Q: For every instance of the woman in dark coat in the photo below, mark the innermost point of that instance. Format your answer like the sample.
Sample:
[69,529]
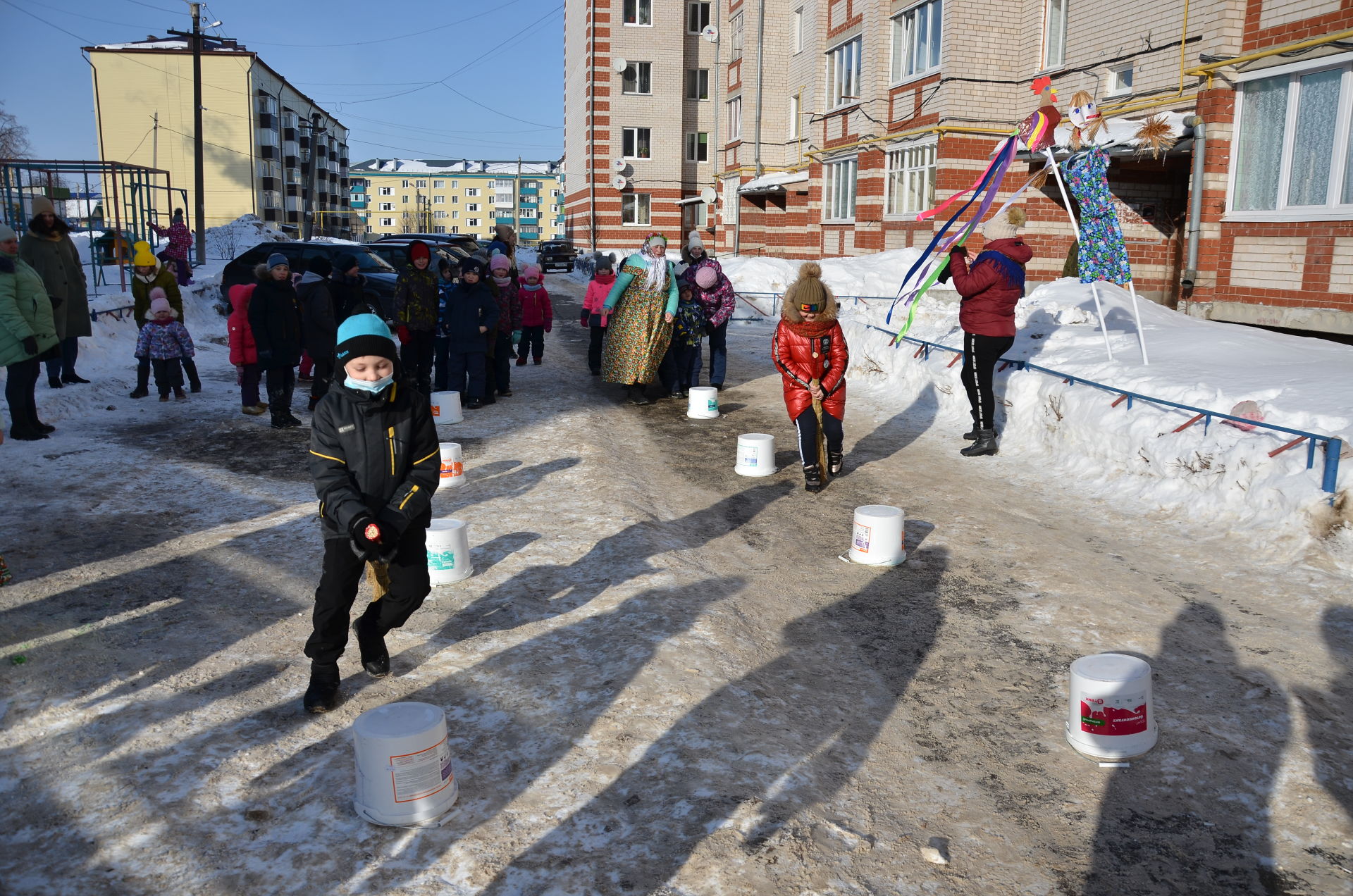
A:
[48,249]
[275,321]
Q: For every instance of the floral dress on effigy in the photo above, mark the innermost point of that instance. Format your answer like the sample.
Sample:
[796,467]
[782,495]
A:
[638,333]
[1101,254]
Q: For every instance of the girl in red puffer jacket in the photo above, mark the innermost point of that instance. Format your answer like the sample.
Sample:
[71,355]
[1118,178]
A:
[991,290]
[811,352]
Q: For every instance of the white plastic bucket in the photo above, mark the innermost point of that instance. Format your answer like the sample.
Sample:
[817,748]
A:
[879,537]
[404,765]
[448,551]
[452,468]
[755,455]
[1108,711]
[703,402]
[445,408]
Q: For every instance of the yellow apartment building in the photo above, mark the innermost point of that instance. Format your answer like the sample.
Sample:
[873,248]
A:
[417,195]
[260,133]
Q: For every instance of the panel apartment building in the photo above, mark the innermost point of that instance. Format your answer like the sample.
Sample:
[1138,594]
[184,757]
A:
[260,133]
[431,195]
[841,120]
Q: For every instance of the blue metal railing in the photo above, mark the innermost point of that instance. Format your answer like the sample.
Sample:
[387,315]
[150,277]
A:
[1333,446]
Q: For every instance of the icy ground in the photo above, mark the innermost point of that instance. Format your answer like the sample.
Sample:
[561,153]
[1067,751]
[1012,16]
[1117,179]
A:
[660,677]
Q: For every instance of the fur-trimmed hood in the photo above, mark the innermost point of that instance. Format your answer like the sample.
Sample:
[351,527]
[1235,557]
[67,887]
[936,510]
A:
[808,290]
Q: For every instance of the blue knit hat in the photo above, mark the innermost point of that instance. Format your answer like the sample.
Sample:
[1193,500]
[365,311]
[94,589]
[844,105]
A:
[364,335]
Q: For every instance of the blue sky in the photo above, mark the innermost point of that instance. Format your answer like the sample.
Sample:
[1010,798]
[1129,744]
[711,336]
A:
[501,54]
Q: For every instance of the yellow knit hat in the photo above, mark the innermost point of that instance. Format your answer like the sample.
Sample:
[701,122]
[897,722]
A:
[144,258]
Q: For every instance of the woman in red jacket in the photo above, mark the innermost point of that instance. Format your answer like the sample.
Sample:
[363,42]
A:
[991,290]
[811,352]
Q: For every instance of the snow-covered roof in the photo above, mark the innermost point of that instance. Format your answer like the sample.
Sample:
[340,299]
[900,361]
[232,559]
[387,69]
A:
[452,167]
[773,182]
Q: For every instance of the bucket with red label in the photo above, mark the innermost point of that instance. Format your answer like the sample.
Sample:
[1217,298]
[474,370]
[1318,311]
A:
[1108,712]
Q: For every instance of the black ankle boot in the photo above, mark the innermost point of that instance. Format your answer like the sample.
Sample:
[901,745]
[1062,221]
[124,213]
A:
[812,478]
[322,693]
[375,658]
[984,444]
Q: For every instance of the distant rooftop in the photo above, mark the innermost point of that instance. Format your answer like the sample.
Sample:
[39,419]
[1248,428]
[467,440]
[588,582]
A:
[452,167]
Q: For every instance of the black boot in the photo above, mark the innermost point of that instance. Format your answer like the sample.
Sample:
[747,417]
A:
[322,693]
[375,658]
[812,478]
[984,444]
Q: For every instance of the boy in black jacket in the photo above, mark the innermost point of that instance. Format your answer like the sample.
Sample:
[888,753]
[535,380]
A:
[375,461]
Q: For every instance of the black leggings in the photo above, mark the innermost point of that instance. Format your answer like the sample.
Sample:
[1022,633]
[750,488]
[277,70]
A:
[807,427]
[980,356]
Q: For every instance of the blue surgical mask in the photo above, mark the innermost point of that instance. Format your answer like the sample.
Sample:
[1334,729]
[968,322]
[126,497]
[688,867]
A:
[369,386]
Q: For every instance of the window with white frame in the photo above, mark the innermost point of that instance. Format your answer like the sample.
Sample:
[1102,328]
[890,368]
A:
[839,189]
[638,79]
[638,142]
[1054,33]
[634,209]
[1291,155]
[697,147]
[697,17]
[735,118]
[916,39]
[911,179]
[697,85]
[639,11]
[1119,80]
[844,69]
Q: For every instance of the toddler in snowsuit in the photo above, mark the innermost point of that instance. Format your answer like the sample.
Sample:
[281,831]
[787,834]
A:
[538,314]
[166,343]
[594,308]
[812,356]
[509,321]
[681,366]
[375,461]
[471,313]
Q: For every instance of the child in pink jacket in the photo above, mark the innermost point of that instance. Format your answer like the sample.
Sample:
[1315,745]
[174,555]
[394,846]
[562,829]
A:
[594,306]
[538,314]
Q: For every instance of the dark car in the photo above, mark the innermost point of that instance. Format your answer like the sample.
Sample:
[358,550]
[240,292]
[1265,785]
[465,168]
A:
[381,275]
[397,254]
[558,254]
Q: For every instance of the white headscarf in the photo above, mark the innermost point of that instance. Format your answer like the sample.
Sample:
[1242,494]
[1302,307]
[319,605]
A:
[657,276]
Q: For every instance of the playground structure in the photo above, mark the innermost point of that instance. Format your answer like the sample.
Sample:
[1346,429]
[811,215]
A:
[133,198]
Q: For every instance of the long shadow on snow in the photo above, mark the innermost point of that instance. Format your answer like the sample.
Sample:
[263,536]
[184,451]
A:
[1192,818]
[779,740]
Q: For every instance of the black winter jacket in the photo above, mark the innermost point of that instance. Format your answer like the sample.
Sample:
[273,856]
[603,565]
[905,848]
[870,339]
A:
[317,316]
[275,321]
[469,308]
[373,454]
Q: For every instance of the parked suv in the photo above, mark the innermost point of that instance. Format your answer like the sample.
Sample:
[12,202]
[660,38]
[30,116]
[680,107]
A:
[559,254]
[381,275]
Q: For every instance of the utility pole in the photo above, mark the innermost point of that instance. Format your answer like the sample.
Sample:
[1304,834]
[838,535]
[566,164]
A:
[199,175]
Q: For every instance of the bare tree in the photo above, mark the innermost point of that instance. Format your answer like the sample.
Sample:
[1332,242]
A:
[14,137]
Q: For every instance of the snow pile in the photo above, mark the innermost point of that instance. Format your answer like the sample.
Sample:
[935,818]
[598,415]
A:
[1223,474]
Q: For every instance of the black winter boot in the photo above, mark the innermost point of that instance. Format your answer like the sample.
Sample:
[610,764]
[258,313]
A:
[322,693]
[375,658]
[812,478]
[984,444]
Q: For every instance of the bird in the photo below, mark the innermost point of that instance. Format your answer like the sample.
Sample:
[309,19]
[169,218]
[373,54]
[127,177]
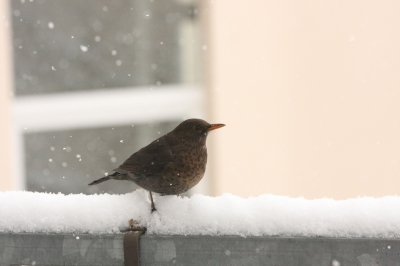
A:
[171,164]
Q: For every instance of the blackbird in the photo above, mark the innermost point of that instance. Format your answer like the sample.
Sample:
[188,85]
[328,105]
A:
[170,165]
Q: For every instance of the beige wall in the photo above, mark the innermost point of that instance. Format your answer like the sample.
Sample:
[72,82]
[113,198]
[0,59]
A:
[6,177]
[310,93]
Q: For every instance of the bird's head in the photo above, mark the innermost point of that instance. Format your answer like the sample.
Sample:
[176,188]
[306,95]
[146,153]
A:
[195,130]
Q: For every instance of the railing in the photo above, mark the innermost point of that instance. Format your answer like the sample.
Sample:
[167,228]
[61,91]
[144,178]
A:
[86,249]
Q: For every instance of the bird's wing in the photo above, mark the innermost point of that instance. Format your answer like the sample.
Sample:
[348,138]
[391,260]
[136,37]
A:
[148,161]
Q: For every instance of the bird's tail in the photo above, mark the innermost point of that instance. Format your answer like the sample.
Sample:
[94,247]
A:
[101,180]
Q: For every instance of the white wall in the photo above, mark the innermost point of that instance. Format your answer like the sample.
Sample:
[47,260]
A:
[310,93]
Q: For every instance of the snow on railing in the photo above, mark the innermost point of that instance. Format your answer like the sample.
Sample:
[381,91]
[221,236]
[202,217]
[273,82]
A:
[265,215]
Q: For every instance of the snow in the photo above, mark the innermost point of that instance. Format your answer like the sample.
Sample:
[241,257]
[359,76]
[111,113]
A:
[265,215]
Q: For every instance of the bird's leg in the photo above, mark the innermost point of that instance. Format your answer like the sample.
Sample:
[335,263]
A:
[153,207]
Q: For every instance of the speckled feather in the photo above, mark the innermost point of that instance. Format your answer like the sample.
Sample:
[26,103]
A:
[172,164]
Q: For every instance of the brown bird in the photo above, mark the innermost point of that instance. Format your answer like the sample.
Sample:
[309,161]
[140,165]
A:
[170,165]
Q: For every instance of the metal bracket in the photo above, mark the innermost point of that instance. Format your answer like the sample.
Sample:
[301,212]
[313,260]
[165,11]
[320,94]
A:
[131,245]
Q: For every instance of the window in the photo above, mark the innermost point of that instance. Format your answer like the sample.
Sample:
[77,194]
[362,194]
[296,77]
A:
[96,80]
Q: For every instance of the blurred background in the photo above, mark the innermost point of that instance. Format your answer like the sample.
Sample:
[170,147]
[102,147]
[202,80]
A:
[309,91]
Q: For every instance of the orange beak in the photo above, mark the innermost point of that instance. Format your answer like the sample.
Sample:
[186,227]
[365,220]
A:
[215,126]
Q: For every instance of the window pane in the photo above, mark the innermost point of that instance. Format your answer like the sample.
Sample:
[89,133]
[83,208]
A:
[83,45]
[66,161]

────────────────

## Given request
Reproduce the listing verbatim, starting at the line that contains "Q: For every instance of the speckled" and ending at the last line of the listing, with both ends included.

## Output below
Q: For every instance of the speckled feather in the photo above, mark the innermost point of that instance. Format your answer like the sample.
Sample:
[26,103]
A:
[172,164]
Q: For every instance of the brown bird in the photo above, mark the innermost point of that instance. Format your answer like the sample.
Sample:
[309,161]
[140,165]
A:
[170,165]
Q: For every instance of the metal bracket in the photo above, mark the innermost point of that instance. Format your answer like the sample.
Sample:
[301,212]
[313,260]
[165,11]
[320,94]
A:
[131,245]
Q: For every instance of the window in the photo above, mark the innermost point of that instance. Format your answer like the sample.
Sample:
[77,194]
[362,194]
[296,77]
A:
[96,80]
Q: For every instance of the blurred background in the photo above, mark the innermost point of that instance. Format your answer like the sample.
Sample:
[170,147]
[102,147]
[202,80]
A:
[309,91]
Q: For every instance of the orange beak in the photo above, mark the innermost point of that instance. Format your answer like the sample.
Sample:
[186,227]
[365,220]
A:
[215,126]
Q: For every instance of the window pane in the photo above, mark the innermost point of that instance. Format your answer like the sample.
Sample:
[89,133]
[83,208]
A:
[83,45]
[66,161]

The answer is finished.